## begin

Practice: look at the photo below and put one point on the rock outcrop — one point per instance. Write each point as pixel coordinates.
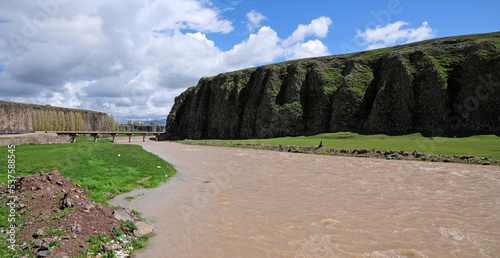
(450, 84)
(20, 117)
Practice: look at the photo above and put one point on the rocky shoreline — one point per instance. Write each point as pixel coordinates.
(364, 153)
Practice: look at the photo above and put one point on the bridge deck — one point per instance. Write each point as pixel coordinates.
(73, 134)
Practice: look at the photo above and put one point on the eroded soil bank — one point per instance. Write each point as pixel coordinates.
(228, 202)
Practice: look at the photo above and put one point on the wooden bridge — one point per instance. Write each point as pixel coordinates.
(113, 134)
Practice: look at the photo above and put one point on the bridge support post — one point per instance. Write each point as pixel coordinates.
(95, 136)
(73, 137)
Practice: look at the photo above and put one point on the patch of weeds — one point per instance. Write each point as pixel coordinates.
(53, 231)
(117, 231)
(138, 242)
(130, 198)
(128, 226)
(55, 244)
(137, 214)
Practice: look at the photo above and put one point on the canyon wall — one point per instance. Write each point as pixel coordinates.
(437, 86)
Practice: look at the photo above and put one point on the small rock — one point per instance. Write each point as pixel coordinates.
(44, 253)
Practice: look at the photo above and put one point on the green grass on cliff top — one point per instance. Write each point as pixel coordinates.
(480, 145)
(95, 166)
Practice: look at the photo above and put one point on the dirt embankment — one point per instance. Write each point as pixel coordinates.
(55, 218)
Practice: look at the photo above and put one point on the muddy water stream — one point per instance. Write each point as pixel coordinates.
(228, 202)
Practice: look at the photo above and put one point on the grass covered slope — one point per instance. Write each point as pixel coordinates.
(435, 86)
(99, 167)
(480, 146)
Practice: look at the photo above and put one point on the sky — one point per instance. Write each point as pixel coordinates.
(131, 58)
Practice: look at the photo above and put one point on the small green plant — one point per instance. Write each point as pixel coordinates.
(137, 214)
(55, 244)
(128, 226)
(53, 231)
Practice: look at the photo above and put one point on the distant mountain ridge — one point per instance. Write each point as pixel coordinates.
(447, 84)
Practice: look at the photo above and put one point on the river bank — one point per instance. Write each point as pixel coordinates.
(227, 202)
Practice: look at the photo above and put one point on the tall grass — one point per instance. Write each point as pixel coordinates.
(99, 167)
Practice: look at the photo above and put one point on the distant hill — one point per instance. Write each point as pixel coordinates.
(20, 117)
(447, 84)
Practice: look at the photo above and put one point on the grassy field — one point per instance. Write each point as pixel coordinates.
(99, 167)
(481, 145)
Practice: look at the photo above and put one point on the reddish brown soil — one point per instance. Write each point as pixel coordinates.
(43, 197)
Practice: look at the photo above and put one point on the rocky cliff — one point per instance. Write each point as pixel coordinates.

## end

▸ **Brief**
All of the material above is to be copied exactly, except for its images.

▸ **Result**
Practice: look at the photo below and put one point on the rock outcrop — one point per instance. Write each point as pixel coordinates.
(450, 84)
(20, 117)
Practice: look at the photo above and put one point on the rocky shoreline — one point per instance. Write each point as pixel coordinates.
(364, 153)
Practice: look at the photo above and put one point on the bridge deck — one point per instance. Write each point as pixel coordinates.
(73, 134)
Practice: look at the photo above and put one point on the eroded soil bank — one point per instance. Write each point as pixel coordinates.
(228, 202)
Practice: look at the photo above and put one point on the wooden bridge — one point per instance. Write each point as pixel coordinates.
(113, 134)
Practice: look at the photo above and put one point on the bridge support post — one point per instance. Write each point as pixel coordinates.
(95, 136)
(73, 137)
Practice: look at the photo above and put one point on the patch of weeds — one point per instance. Write each point as pixel coordinates.
(53, 231)
(117, 231)
(138, 242)
(130, 198)
(128, 226)
(55, 244)
(137, 214)
Practice: look at the photo above and put one point on the canyon wall — one point per instance. Write each point as pixel coordinates.
(437, 86)
Practice: look at the photo above and put one point on the small rock — one point per instance. Write each point as pixel coordinates.
(44, 253)
Practice: look at the photo above and put one point on the green grass on cliff top — one point per instance. Write each point as pixel coordinates.
(480, 145)
(95, 166)
Practice: look at the photo above and put one point on the dirt embankment — one point per instance. Write each point as pixel coordinates.
(55, 218)
Practice: look at the photo above and put one point on the muddy water stream — one point per instance. Write each point as pixel coordinates.
(228, 202)
Practice: look at the photo above and put one point on the grass covered slope — one point per instance. Write each point as pixel coordinates.
(435, 86)
(99, 167)
(480, 146)
Practice: look at the photo above and put one point on the sky — one point per instance. Write each point as pixel coordinates.
(131, 58)
Practice: look at the photo above and put one point on the small green plant — one point per instance. Write each point as pixel coordinates.
(137, 214)
(55, 244)
(128, 226)
(53, 231)
Practice: look at the photo above and put one point on the distant mountain ridge — one point per instance. Write each point as pixel coordinates.
(447, 84)
Practice: look at the photo above and put one point on the river bank — one point per instance. Write each point as pixel coordinates.
(227, 202)
Practice: look at the photo above and put one point on the tall grass — one point per instance. Write each point as pixel coordinates.
(99, 167)
Practice: look at the photo above and put one point on the distant hill — one point per instance. Write each point as pixel coordinates.
(20, 117)
(447, 84)
Practice: look at the photo above and put one point on the grassy field — one point per instance. Write each point as pixel coordinates.
(99, 167)
(481, 145)
Practice: look at the photo above and put one point on the reddish brown soil — one point per instance. Write each point as pixel coordinates.
(43, 197)
Practice: look at the photo above and put one point on the rocky cliff — one point per instance. Write each point as pixel coordinates.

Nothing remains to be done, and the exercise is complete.